• Short problem:
From the listing below, reproduce word for word the lines starting with the line that contains "Task: indicate every instance of the green" and going on through the line that contains "327), (73, 251)]", with nothing else.

• Provided records:

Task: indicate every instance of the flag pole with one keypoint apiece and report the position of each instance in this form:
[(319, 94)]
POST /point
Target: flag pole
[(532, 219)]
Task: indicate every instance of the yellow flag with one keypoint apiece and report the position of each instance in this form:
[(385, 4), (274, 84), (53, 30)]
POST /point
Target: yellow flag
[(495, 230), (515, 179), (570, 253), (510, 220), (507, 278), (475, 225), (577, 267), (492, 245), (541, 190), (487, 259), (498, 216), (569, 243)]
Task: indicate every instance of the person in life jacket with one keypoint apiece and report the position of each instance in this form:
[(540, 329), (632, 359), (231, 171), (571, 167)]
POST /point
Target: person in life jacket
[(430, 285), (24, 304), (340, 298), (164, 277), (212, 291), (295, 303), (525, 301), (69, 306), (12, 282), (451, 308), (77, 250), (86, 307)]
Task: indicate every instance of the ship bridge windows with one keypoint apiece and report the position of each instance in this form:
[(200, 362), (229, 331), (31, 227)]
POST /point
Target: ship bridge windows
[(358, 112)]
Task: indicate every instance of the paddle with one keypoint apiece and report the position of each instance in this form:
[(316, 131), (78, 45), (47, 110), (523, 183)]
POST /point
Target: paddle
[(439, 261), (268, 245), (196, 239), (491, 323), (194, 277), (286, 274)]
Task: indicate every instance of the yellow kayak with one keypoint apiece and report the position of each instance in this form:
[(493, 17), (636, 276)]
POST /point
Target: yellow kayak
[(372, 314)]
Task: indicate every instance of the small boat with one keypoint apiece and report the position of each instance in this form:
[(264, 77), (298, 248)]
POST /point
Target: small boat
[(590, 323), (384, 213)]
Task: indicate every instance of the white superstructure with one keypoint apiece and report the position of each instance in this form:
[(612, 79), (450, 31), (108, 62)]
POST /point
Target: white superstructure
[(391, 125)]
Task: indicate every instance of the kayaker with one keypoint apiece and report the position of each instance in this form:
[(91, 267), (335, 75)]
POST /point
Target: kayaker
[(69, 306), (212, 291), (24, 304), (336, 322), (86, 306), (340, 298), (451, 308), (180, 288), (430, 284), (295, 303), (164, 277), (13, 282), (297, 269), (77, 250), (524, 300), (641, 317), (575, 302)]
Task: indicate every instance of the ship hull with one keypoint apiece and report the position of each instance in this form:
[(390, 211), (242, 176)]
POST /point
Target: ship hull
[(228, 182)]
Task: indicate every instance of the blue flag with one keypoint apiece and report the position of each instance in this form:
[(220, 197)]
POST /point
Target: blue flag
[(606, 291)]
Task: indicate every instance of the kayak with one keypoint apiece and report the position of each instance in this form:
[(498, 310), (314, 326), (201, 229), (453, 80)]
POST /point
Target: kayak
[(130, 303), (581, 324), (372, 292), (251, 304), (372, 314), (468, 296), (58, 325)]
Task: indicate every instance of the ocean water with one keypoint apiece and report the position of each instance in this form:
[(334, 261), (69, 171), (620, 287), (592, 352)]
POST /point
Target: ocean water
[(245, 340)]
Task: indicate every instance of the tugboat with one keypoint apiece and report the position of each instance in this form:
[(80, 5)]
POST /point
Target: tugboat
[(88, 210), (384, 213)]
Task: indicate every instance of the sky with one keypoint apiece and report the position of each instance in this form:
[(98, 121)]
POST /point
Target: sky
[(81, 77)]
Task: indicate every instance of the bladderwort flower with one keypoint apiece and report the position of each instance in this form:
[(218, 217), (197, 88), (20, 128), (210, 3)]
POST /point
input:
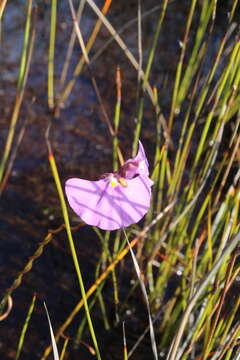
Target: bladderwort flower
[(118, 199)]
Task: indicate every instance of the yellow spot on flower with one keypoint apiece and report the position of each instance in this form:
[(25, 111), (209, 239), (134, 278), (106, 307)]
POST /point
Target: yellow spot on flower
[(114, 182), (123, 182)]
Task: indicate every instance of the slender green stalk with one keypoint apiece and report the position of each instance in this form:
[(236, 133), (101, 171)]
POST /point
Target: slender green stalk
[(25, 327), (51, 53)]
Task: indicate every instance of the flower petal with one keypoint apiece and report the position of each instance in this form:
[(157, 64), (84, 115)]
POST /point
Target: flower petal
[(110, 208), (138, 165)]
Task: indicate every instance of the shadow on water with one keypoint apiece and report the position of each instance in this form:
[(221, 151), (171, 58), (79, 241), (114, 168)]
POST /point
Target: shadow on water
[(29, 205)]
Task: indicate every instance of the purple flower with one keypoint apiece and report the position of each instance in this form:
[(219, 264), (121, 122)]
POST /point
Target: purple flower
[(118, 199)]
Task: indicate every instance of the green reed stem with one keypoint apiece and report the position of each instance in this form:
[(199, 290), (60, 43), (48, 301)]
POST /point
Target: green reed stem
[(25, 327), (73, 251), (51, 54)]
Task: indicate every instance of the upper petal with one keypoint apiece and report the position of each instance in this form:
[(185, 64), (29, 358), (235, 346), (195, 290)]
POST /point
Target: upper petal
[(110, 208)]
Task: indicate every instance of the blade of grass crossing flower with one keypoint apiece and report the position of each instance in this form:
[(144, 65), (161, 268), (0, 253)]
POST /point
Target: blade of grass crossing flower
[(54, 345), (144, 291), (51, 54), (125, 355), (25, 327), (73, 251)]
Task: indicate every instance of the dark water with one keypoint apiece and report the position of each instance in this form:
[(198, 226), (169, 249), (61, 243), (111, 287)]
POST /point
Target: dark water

• Answer:
Task: indicate every instance of the green reed stem with one keypoint apiece and report the position of each instance in this form:
[(199, 290), (60, 43), (48, 301)]
POST /point
Target: green reed stem
[(25, 327), (73, 251), (51, 54)]
Task: indicate every instance of the upper petal with one keypoint apiece and report the position of each instance in this form:
[(185, 64), (29, 358), (235, 346), (195, 290)]
POST /point
Target: upper petal
[(110, 208)]
Task: indicate every instance of the blade of grass crossing flower with one keypoint apiece and report the position of each instance in this form:
[(144, 65), (161, 268), (0, 253)]
POST /point
Target: blade of grass crossing flower
[(54, 345), (144, 291), (51, 54), (125, 355), (25, 327), (73, 251)]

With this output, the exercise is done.